Description of the task
Return every line of the data below that contains the string "blue". Case matters, so a line counts only if the capitalization matches.

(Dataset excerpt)
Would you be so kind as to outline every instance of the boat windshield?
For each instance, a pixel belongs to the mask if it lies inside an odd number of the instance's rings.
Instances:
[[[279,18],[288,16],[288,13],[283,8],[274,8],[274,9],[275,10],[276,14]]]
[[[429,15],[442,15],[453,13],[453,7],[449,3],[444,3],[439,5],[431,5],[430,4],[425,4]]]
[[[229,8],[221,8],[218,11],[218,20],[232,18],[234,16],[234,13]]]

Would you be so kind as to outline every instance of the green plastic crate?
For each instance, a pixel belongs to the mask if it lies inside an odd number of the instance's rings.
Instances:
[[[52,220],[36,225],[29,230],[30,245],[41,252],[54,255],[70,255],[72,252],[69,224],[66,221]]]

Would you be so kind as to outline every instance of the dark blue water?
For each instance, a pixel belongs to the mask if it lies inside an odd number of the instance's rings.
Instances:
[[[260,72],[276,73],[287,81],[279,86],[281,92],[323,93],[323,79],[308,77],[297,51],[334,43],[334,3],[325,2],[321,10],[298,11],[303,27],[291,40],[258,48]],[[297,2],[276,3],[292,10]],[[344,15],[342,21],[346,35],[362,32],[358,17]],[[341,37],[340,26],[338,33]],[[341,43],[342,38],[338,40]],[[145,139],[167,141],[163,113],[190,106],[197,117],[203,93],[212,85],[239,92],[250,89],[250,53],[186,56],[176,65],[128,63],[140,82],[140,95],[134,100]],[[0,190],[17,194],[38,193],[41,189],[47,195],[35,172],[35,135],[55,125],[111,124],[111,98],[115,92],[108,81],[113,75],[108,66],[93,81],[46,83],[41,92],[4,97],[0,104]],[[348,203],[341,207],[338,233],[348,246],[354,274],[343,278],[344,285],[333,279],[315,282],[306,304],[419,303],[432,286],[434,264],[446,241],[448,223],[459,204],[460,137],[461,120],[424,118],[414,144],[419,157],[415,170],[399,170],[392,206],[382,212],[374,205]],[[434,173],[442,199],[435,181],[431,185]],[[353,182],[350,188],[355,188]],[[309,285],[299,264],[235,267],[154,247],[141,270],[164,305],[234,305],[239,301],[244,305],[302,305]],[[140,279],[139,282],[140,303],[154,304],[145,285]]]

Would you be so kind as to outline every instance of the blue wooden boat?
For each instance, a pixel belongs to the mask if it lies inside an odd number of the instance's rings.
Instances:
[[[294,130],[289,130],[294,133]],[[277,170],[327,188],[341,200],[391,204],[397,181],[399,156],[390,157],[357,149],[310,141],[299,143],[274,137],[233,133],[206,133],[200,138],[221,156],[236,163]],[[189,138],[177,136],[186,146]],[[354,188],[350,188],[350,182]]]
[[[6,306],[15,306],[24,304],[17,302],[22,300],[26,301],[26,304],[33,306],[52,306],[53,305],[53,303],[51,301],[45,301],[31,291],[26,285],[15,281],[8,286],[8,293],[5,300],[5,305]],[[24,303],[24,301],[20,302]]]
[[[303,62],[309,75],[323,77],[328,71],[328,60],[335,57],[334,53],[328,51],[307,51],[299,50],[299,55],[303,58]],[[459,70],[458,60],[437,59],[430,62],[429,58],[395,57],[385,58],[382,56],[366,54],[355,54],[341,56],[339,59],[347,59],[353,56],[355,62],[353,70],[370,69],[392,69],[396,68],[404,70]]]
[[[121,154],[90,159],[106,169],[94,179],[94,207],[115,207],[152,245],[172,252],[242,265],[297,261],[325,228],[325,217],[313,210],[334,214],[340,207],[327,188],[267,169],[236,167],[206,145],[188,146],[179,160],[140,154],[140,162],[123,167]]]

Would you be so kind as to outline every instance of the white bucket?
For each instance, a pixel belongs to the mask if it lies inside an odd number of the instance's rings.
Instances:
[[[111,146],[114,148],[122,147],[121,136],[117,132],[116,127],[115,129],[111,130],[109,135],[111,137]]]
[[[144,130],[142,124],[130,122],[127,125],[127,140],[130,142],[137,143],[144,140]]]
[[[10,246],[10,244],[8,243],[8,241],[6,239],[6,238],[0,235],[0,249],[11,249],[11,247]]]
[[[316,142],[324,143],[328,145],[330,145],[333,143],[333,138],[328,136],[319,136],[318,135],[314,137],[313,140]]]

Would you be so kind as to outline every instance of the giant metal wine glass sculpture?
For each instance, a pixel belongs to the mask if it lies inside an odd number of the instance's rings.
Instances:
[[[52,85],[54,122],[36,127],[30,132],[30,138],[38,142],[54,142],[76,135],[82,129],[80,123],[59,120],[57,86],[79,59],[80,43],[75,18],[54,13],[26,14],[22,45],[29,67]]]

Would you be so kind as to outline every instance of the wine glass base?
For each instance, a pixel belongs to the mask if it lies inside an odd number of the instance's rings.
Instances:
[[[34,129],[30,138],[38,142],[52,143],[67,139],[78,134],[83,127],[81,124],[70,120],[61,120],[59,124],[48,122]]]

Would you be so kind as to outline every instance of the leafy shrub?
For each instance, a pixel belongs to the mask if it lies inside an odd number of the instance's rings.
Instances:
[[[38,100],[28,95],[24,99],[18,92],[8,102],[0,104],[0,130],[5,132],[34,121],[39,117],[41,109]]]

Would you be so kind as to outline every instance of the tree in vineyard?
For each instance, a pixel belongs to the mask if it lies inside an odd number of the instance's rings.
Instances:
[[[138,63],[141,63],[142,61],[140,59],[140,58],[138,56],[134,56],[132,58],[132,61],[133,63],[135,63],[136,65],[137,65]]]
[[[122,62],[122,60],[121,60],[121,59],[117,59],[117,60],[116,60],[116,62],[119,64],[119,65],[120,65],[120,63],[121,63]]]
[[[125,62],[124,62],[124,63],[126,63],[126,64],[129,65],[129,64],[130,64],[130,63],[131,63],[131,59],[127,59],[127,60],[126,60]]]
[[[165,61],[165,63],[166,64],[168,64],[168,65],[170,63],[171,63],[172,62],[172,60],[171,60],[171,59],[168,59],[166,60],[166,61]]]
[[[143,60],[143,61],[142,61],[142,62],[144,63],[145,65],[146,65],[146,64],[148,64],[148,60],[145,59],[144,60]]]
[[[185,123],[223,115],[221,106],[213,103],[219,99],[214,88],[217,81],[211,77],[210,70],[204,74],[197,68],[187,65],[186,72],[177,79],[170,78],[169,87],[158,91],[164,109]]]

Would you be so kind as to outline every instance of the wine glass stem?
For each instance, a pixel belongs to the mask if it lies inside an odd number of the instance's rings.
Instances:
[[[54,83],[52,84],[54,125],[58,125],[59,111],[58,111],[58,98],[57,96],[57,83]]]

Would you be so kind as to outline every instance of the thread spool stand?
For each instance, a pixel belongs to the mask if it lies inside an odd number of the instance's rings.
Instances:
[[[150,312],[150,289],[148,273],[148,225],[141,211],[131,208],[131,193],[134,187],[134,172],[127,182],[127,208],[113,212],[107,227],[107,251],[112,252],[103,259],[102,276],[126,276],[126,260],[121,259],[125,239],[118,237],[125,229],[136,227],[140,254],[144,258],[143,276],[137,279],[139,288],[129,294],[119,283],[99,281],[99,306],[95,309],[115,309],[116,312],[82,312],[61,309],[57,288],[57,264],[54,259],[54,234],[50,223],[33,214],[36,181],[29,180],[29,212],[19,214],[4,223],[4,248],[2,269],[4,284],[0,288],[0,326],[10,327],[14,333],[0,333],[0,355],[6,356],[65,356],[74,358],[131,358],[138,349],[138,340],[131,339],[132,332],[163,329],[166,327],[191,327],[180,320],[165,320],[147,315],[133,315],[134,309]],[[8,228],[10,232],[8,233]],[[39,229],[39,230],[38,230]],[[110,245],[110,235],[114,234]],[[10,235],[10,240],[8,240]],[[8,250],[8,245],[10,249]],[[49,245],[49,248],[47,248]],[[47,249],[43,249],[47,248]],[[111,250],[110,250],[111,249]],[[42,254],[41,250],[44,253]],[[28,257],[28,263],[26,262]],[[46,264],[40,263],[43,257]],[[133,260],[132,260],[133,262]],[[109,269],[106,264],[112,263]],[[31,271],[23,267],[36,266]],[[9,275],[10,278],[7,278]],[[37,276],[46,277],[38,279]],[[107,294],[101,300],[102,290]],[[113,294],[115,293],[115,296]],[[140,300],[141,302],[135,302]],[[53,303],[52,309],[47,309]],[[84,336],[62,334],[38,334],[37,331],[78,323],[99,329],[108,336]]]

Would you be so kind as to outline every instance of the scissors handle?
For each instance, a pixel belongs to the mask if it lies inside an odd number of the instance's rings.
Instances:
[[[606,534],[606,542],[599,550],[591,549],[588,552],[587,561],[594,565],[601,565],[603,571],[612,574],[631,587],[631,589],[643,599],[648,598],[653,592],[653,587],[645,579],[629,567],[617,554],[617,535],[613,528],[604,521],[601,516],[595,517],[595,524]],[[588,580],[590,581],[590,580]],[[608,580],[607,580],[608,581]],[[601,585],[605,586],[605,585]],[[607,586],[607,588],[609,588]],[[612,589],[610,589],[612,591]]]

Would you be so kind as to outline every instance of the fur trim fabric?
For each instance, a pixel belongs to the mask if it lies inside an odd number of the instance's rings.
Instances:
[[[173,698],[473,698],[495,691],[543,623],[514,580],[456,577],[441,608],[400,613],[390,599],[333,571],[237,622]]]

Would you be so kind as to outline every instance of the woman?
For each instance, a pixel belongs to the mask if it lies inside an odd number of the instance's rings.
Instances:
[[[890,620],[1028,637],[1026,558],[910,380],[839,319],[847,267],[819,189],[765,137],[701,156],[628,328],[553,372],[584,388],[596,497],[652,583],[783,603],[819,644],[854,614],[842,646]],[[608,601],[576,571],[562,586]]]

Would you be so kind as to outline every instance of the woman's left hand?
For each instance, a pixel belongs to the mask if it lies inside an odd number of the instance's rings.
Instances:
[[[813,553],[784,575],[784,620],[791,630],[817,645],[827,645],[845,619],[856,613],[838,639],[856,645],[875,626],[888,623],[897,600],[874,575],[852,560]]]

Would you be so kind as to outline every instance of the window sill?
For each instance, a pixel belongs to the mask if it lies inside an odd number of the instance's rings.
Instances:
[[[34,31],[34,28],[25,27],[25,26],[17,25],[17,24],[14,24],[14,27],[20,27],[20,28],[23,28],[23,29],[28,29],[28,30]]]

Final result
Would you be so kind as to outline every instance of the dark blue water?
Would you be so kind as to outline every instance of the blue wooden boat?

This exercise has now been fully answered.